Please write out all of the entries without altering anything.

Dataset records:
'''

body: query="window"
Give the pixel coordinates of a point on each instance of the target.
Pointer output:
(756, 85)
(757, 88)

'''

## Reply
body: query="window"
Give the pixel coordinates of a point on each instance of the target.
Pointer output:
(756, 85)
(757, 88)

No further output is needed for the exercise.